BEGIN Entries supplied
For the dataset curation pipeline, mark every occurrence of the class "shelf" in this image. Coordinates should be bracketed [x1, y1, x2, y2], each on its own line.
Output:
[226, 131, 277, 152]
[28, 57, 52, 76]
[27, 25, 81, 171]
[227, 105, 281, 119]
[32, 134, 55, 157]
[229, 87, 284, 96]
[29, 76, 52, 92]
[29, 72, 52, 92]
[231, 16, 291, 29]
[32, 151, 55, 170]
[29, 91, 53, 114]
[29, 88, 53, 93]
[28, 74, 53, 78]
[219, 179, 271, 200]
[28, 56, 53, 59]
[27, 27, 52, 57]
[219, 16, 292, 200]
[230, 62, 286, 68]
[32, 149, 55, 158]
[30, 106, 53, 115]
END Entries supplied
## Exercise details
Reproduce the complete data exactly as presented above.

## Exercise answer
For the dataset curation pipeline, mark every occurrence of the class "shelf" in this image. Coordinates should be bracketed [x1, y1, x2, y2], each on its own line.
Output:
[226, 131, 277, 152]
[28, 57, 52, 76]
[27, 25, 81, 171]
[227, 105, 281, 119]
[32, 134, 55, 157]
[229, 87, 284, 96]
[29, 76, 52, 92]
[29, 72, 52, 92]
[231, 16, 291, 29]
[32, 151, 55, 170]
[29, 91, 53, 114]
[29, 88, 53, 93]
[28, 74, 53, 78]
[219, 179, 271, 200]
[28, 56, 53, 59]
[27, 27, 52, 57]
[219, 16, 292, 200]
[230, 62, 286, 68]
[32, 149, 55, 158]
[30, 106, 53, 115]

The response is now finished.